■ Segmentation annotation records
________________________

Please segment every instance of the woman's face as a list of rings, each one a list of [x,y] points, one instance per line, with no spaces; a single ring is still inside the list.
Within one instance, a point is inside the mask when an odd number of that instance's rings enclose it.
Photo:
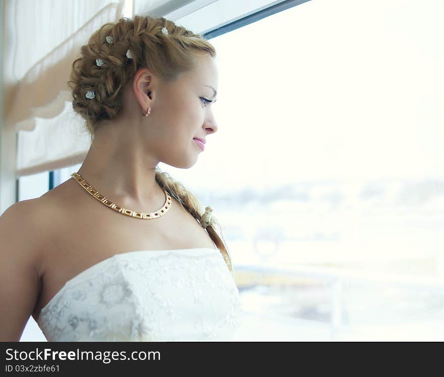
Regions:
[[[195,70],[177,81],[148,86],[146,92],[152,92],[151,113],[142,117],[146,119],[142,123],[147,126],[148,153],[181,168],[192,166],[203,152],[193,138],[208,141],[207,137],[217,130],[210,103],[217,90],[217,67],[209,55],[198,55]]]

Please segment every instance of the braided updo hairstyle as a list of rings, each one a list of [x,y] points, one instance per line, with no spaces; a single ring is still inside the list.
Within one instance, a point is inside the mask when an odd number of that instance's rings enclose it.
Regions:
[[[131,58],[127,56],[128,50]],[[174,81],[180,74],[193,70],[196,54],[202,53],[216,56],[214,47],[207,40],[163,17],[123,17],[94,32],[73,62],[68,82],[72,89],[73,108],[85,119],[91,142],[100,121],[115,119],[121,112],[123,89],[139,69],[148,68],[164,81]],[[96,59],[101,59],[98,60],[100,66]],[[94,92],[93,99],[86,96],[89,91]],[[202,225],[204,211],[195,196],[158,166],[155,180]],[[221,238],[212,225],[205,229],[223,252],[233,275],[223,235]],[[221,229],[219,230],[222,235]]]

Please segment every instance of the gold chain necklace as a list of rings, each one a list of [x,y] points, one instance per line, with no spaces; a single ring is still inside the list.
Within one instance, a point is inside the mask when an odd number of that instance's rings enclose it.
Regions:
[[[136,219],[154,219],[156,217],[160,217],[163,216],[170,209],[171,207],[171,197],[170,194],[165,190],[162,190],[165,194],[165,204],[163,207],[158,211],[155,212],[150,212],[145,213],[145,212],[138,212],[136,211],[129,210],[121,206],[118,206],[116,203],[113,203],[109,199],[107,199],[105,197],[100,194],[97,190],[95,190],[92,186],[88,183],[85,179],[80,176],[78,173],[73,173],[71,176],[74,178],[79,184],[82,186],[87,192],[92,195],[100,203],[104,204],[106,207],[109,207],[111,209],[114,210],[117,212],[119,212],[123,215],[127,216],[135,217]]]

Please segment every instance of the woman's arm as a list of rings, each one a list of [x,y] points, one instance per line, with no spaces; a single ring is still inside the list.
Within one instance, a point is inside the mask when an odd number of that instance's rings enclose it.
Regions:
[[[32,200],[18,202],[0,216],[0,341],[18,342],[39,291]]]

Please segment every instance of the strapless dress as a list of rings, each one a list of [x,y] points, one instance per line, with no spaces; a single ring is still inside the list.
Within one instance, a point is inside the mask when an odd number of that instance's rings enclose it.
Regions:
[[[48,341],[230,341],[242,304],[214,248],[117,254],[67,281],[37,323]]]

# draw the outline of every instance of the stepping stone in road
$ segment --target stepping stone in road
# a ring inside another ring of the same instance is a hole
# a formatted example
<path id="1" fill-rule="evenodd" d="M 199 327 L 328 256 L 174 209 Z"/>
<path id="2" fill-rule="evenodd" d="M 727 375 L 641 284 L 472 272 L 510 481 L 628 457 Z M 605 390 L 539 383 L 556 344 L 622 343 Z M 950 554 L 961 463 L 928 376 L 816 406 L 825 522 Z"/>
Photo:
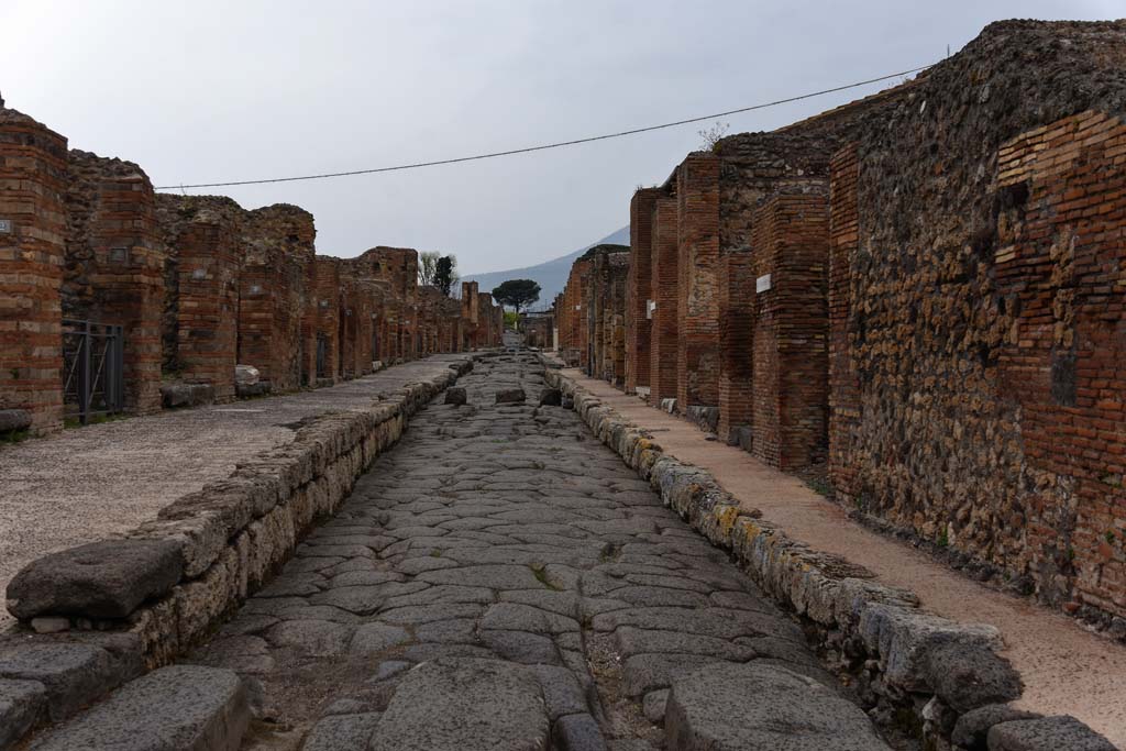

________________________

Gather every line above that contains the string "path" and copy each one in full. Case counts when matching.

■ Output
<path id="1" fill-rule="evenodd" d="M 199 327 L 328 256 L 174 209 Z"/>
<path id="2" fill-rule="evenodd" d="M 727 375 L 641 284 L 472 272 L 510 481 L 628 457 Z M 605 390 L 539 383 L 556 344 L 622 343 Z M 950 554 L 961 463 L 928 376 L 816 406 L 825 522 Z"/>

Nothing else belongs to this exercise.